Exercise passage

Merlin International, a cybersecurity solutions provider for healthcare organizations, in partnership with the Ponemon Institute, a leading IT security research organization, today released the results of its “2018 Impact of Cyber Insecurity on Healthcare Organizations” study. Recognizing that hospitals and payer organizations (healthcare organizations or HCOs) are facing constant, increasingly destructive cyber attacks, this survey examines the myriad of cybersecurity-related challenges and how organizations are (or are not) addressing them. Results show the security stakes are high, with 62 percent of the 627 executives surveyed admitting to experiencing an attack in the past 12 months, and more than half losing patient data as a result.
According to publicly available data, breaches in the last year hit a new all-time high. Of five industries tracked, the Medical/Healthcare industry accounted for more than 23 percent of total breaches in 2017, resulting in the exposure of more than five million patient records. Only the business sector saw more successful attacks, with HCOs following second for the fourth year running.
Among healthcare providers surveyed, the majority set, manage and/or determine IT priorities, budgets and strategy while working at organizations counting between 100-500 patient beds (67 percent) and with an estimated ten thousand to one hundred thousand network connected devices (66 percent). A detailed categorization of survey respondents can be found in the full report.

Brief A
According to the passage on the healthcare cybersecurity study, how many executives were surveyed?
Brief B
Continue the passage on the healthcare cybersecurity study from its last sentence.

Data
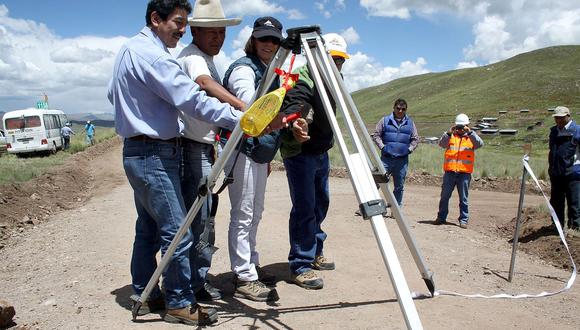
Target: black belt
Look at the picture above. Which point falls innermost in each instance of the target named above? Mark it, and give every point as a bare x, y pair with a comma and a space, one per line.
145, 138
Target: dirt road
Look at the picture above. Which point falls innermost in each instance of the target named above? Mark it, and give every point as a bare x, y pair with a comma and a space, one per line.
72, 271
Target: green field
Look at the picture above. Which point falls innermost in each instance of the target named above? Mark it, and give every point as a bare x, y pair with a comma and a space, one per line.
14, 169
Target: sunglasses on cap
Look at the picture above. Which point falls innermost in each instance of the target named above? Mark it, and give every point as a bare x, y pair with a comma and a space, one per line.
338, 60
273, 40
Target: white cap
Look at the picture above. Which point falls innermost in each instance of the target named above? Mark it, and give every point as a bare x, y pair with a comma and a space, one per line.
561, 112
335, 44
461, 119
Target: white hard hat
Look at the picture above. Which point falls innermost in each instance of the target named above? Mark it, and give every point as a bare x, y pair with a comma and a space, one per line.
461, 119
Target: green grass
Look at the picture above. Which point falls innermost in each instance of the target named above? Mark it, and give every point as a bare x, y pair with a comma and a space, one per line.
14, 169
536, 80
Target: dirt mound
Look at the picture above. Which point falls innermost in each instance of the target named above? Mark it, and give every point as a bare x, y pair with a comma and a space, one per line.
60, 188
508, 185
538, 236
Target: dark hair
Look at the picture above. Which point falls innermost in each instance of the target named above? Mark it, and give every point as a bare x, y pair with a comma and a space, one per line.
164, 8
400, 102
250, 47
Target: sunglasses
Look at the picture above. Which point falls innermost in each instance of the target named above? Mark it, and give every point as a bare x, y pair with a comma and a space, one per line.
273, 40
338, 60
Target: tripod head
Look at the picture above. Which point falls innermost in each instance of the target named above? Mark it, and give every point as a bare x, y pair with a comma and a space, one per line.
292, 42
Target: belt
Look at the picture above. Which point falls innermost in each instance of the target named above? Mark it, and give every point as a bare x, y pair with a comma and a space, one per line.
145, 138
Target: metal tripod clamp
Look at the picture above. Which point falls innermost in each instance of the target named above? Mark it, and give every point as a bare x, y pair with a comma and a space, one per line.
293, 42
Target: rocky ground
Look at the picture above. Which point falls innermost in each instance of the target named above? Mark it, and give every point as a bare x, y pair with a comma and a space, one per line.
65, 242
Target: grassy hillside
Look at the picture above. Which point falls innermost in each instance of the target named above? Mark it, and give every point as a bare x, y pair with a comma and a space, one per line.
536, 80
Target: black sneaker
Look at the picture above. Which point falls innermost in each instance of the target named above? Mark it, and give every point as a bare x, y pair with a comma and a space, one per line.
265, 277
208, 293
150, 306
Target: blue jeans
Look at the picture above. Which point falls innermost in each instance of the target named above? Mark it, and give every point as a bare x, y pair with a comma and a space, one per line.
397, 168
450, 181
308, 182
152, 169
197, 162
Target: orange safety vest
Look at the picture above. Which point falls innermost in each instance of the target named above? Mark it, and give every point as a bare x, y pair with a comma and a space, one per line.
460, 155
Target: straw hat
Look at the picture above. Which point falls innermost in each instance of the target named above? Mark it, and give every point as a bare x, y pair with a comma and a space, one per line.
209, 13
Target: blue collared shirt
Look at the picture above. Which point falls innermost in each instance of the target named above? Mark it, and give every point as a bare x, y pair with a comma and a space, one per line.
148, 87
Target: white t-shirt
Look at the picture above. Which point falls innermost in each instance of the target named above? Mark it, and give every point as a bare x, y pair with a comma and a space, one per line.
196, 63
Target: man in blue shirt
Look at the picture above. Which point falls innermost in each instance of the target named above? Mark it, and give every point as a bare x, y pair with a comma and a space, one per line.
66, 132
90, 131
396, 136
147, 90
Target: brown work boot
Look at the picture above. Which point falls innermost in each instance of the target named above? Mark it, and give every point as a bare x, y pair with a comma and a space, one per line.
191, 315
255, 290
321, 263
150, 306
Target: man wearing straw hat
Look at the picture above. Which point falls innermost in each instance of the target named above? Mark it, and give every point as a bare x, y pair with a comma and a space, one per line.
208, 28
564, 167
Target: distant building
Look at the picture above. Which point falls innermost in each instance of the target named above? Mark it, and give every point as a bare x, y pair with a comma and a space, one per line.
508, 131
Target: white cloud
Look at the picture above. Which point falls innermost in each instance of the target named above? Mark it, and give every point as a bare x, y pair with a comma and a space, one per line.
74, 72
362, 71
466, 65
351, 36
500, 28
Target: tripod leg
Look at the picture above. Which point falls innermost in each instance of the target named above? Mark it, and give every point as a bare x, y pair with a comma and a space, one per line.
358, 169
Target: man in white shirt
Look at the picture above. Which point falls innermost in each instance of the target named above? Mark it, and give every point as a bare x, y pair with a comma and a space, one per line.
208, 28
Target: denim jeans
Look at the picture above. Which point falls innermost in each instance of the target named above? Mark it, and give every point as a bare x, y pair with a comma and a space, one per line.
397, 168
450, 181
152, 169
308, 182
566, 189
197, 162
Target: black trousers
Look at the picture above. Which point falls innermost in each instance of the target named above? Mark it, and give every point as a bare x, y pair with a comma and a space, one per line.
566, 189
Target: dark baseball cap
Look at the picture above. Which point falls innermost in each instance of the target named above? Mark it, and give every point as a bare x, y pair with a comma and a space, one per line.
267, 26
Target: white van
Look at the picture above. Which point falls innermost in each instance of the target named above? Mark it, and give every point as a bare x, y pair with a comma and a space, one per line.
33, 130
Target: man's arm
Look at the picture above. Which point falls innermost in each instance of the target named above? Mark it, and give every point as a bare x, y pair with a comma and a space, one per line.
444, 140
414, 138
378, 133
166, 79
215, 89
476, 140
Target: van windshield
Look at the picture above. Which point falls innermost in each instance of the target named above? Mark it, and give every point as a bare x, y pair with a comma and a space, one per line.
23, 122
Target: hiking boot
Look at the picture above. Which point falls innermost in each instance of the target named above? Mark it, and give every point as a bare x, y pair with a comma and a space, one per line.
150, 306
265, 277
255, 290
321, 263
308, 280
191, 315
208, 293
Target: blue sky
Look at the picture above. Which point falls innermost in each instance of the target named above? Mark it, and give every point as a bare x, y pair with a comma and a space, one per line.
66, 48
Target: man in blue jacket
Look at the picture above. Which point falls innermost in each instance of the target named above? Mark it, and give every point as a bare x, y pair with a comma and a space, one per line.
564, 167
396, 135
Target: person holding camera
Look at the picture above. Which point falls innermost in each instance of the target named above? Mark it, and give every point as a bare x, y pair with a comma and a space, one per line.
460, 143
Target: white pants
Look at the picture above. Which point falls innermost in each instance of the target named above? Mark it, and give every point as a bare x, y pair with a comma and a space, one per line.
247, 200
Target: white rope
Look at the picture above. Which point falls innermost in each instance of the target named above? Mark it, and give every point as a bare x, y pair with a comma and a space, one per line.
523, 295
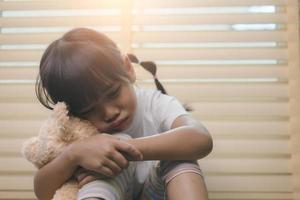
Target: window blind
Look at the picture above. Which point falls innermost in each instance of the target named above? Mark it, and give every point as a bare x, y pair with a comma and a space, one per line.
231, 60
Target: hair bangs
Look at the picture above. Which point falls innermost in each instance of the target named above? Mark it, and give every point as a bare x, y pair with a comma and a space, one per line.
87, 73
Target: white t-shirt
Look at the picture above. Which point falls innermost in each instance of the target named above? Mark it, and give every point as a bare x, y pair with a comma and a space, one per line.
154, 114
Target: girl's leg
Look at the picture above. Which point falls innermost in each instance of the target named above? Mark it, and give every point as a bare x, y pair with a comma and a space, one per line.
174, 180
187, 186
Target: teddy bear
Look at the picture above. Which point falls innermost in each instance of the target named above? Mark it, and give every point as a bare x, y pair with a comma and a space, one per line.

Response A
627 executives were surveyed.

Response B
Notably, organizations surveyed are equally concerned with external attacks (63 percent) as they are with employee negligence or malicious insiders (64 percent). And what are the bad guys after? When asked, respondents highlighted the top five items:
- Patient medical records (77 percent)
- Patient billing information (56 percent)
- Log-in credentials (54 percent)
- Passwords and other authentication credentials to systems, servers or applications (49 percent)
- Clinical trial and other research information (45 percent)
Hackers eager to cause chaos, steal or hold data for ransom subject healthcare organizations to all types of attacks. The exploitation of existing software vulnerabilities greater than three months old leads the way at 71 percent, followed closely by Web-borne malware attacks at 69 percent. While the report finds many traditional attack types being used, the rise of ransomware – at 37 percent – should raise alarm as this is a new and lucrative attack vector. Hackers are successfully earning significant income from holding systems and data hostage.